PROBLEM REQUIREMENTS.
In the sermon notes below, turn the paragraph beginning "I. The divine government is personal" into a short bulleted list that keeps its main points.

PROVIDED PASSAGE.
+--
III. God’s name ought to be praised at all times.
1. In the beneficent march of the seasons, for they are led by Him.
2. In the gracious division of day and night, for it was fixed by Him.
3. “Early in the morning,” at noon (Daniel), at night (our Lord on Olivet); for all departments of the day are ordained by Him.
THE DIVINE GOVERNMENT OF NATIONS
(Psalms 113:4, clause 1)
The figure is that of God seated on His throne as King of kings and Lord of lords.
I. The divine government is personal. “The Lord is high.” Human governments are institutional. But, while God usually works through natural laws, &c., He can work without them, and is always superior to them. “He maketh His sun to shine.” “He doeth according to His will,” &c.
+--
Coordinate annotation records
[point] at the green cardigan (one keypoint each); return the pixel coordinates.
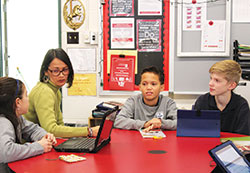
(44, 109)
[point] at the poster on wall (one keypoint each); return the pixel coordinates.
(149, 7)
(83, 59)
(213, 36)
(194, 14)
(83, 84)
(121, 7)
(122, 73)
(122, 33)
(149, 35)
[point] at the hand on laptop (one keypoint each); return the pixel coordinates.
(95, 130)
(46, 143)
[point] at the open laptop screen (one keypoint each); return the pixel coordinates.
(107, 127)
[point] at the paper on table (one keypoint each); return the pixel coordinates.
(152, 134)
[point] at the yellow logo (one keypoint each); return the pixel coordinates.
(74, 13)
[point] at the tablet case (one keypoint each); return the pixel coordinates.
(194, 123)
(228, 158)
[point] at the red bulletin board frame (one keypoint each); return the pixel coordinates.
(166, 13)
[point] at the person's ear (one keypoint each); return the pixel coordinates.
(162, 87)
(18, 103)
(232, 85)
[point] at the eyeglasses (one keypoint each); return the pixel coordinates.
(57, 72)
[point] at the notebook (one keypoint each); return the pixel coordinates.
(91, 145)
(194, 123)
(229, 158)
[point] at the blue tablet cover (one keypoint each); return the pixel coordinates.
(229, 159)
(194, 123)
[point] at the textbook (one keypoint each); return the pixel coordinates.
(155, 134)
(242, 143)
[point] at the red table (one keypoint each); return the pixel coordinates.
(128, 152)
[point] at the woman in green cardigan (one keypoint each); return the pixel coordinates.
(45, 98)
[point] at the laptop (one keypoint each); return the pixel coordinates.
(198, 123)
(229, 158)
(91, 145)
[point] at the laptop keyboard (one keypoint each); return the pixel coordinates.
(85, 143)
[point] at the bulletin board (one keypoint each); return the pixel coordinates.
(208, 36)
(144, 28)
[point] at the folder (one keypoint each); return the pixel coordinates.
(195, 123)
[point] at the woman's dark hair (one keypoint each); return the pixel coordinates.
(50, 56)
(10, 90)
(153, 69)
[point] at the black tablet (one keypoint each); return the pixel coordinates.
(228, 157)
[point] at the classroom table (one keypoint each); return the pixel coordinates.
(129, 152)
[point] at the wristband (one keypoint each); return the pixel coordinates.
(90, 132)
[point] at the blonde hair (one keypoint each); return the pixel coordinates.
(229, 68)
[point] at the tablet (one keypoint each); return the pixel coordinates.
(229, 158)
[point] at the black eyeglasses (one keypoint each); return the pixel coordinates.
(57, 72)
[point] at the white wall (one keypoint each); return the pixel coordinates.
(32, 30)
(77, 109)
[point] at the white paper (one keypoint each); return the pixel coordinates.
(194, 15)
(150, 7)
(213, 36)
(122, 33)
(241, 11)
(152, 134)
(82, 59)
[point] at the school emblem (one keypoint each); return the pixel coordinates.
(74, 13)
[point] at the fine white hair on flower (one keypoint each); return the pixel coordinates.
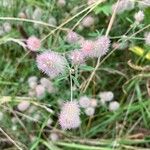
(77, 57)
(139, 16)
(147, 38)
(33, 43)
(87, 47)
(123, 5)
(88, 21)
(24, 105)
(40, 91)
(51, 63)
(69, 116)
(113, 106)
(84, 101)
(73, 37)
(90, 2)
(106, 96)
(102, 45)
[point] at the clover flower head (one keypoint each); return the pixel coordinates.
(102, 45)
(88, 21)
(40, 91)
(139, 16)
(69, 115)
(77, 57)
(89, 111)
(147, 38)
(84, 101)
(51, 63)
(106, 96)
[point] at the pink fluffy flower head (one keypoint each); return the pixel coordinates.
(123, 6)
(139, 16)
(69, 115)
(33, 43)
(77, 57)
(96, 48)
(51, 63)
(87, 48)
(88, 21)
(72, 37)
(90, 2)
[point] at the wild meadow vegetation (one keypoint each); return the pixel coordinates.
(74, 74)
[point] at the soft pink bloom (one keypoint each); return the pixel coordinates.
(87, 47)
(61, 3)
(147, 38)
(139, 16)
(88, 21)
(101, 46)
(33, 43)
(69, 115)
(73, 38)
(93, 102)
(90, 111)
(24, 105)
(48, 85)
(54, 137)
(51, 63)
(40, 91)
(106, 96)
(91, 2)
(77, 57)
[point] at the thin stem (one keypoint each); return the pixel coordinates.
(71, 91)
(10, 139)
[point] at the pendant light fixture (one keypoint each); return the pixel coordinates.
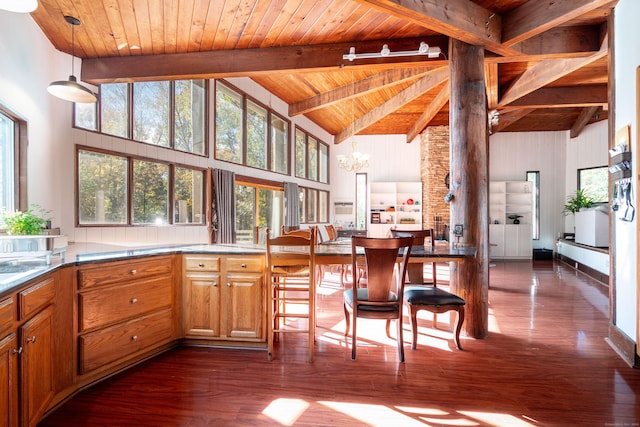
+--
RESPONSE FOR THIS EXERCISE.
- God's government is personal ("The Lord is high"), while human governments are institutional.
- God usually works through natural laws but can work without them.
- He is always superior to those laws: "He maketh His sun to shine" and "He doeth according to His will."